Stated problem> Extract each line from the rows below that contains the word "User", and copy those lines in the order they appear.

Supplied records>
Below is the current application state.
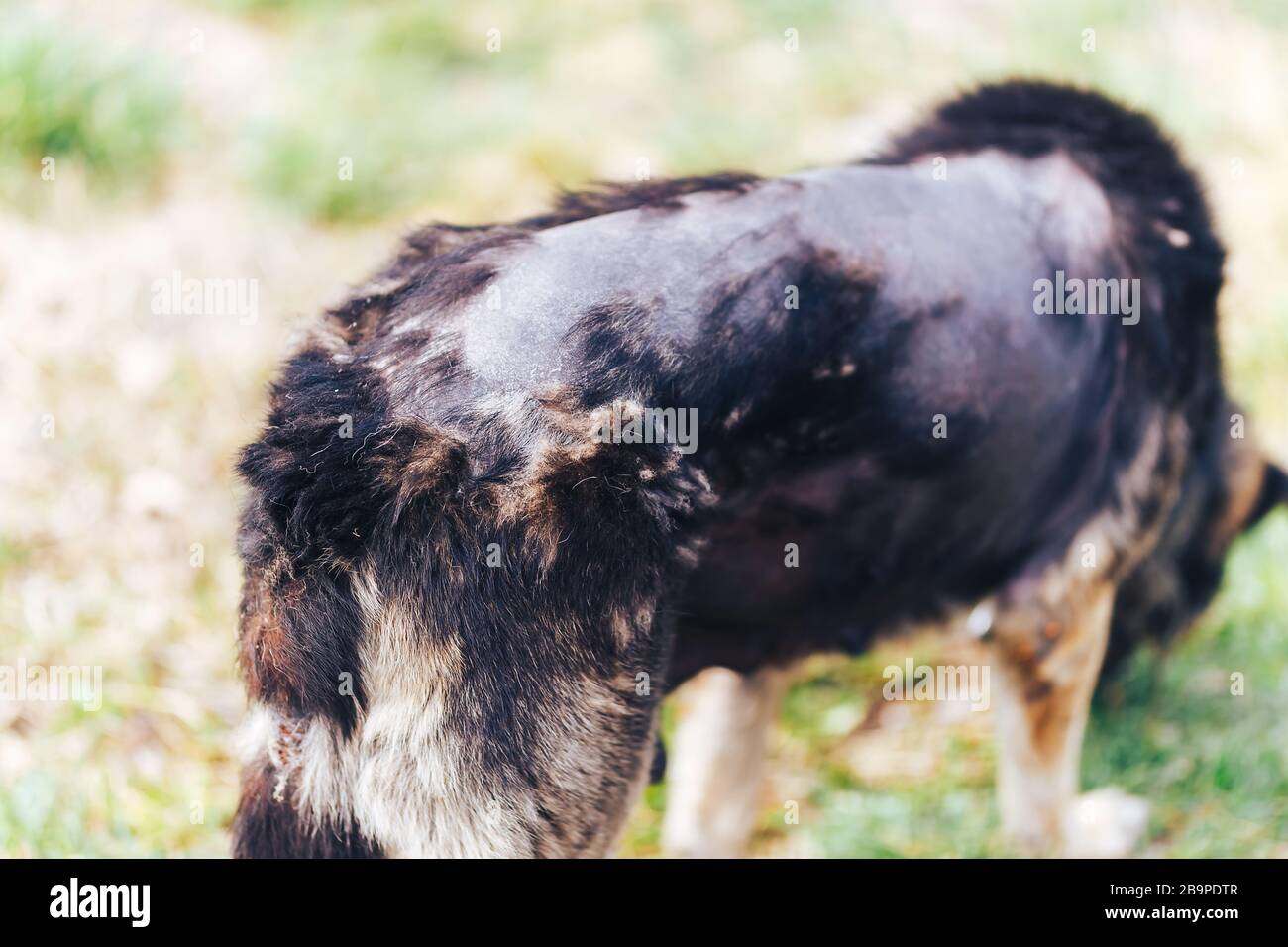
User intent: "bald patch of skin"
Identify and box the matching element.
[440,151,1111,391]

---

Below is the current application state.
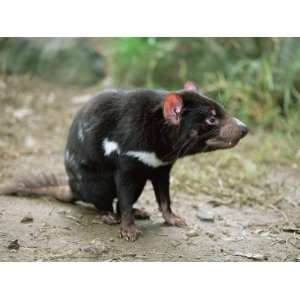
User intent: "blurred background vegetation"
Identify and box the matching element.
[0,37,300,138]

==

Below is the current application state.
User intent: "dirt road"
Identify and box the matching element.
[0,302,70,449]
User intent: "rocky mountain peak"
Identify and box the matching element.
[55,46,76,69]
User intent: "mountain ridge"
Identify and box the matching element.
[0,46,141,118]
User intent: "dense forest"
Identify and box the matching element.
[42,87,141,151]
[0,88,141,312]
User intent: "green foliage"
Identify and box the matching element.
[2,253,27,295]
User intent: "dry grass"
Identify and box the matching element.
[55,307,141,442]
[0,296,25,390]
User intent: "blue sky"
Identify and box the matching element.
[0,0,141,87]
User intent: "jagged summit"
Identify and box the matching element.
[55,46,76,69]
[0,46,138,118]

Solution>
User intent: "bald patch of skin"
User intent: "blurred background vegetation"
User intent: "dirt road"
User intent: "rocky mountain peak"
User intent: "mountain ridge"
User intent: "dense forest"
User intent: "green foliage"
User intent: "dry grass"
User intent: "blue sky"
User intent: "jagged summit"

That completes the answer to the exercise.